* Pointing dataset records
........

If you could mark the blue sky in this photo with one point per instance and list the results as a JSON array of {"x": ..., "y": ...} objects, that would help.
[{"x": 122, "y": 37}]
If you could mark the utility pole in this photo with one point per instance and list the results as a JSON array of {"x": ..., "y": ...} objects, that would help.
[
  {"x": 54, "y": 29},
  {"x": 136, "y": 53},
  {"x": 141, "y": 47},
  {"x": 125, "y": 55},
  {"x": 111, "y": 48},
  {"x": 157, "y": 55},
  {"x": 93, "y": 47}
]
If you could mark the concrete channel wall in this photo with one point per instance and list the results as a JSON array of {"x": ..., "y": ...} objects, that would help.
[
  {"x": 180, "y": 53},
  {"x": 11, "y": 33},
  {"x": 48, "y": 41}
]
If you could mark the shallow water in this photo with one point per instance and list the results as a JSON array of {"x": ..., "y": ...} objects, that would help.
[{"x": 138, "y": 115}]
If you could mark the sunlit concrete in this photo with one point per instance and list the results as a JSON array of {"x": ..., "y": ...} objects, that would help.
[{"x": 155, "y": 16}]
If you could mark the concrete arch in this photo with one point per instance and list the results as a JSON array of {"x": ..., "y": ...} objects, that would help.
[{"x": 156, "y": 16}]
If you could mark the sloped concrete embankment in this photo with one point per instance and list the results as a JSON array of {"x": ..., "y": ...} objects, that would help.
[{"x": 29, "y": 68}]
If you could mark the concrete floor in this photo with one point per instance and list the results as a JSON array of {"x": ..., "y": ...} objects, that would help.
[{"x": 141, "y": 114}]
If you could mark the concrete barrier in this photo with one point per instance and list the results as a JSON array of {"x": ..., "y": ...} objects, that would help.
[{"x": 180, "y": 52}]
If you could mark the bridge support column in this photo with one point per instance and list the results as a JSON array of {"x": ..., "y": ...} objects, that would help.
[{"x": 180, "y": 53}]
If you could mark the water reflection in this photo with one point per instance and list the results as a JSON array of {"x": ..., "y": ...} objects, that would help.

........

* TASK DESCRIPTION
Please copy everything from the row containing "If you could mark the concrete arch" down to the end of the rows above, requests included, multiplying each x and y coordinate in the answers by 1.6 and rounding to whole numbers with halves rounded up. Leave the requests and their format samples unchanged.

* ANSWER FOR THE TASK
If you could mark the concrete arch in this photo with one point per instance and list the results as a JSON array of {"x": ..., "y": ...} objects, that would help.
[{"x": 250, "y": 26}]
If you could mark the sloped concrete embankment in this photo with one point per instance and list the results as a JSON array of {"x": ..., "y": ...} objects, that would help.
[{"x": 46, "y": 109}]
If you could mark the concrete floor in this photo with one point per instance and list the results as a JSON array of {"x": ..., "y": ...} objects, that would help.
[{"x": 226, "y": 182}]
If you could mark the concrete barrier in this photo with one point per instance and list the results as a JSON array of {"x": ..., "y": ...} objects, that would help.
[{"x": 288, "y": 83}]
If you could mark the bridge support column in this photo with one point per instance and list the results as a JSON array of {"x": ..., "y": ...} objects, that would help.
[{"x": 288, "y": 85}]
If you could mark the water reflection in this photo with one point per instance and list the results as a JSON array of {"x": ..., "y": ...} objects, that would help.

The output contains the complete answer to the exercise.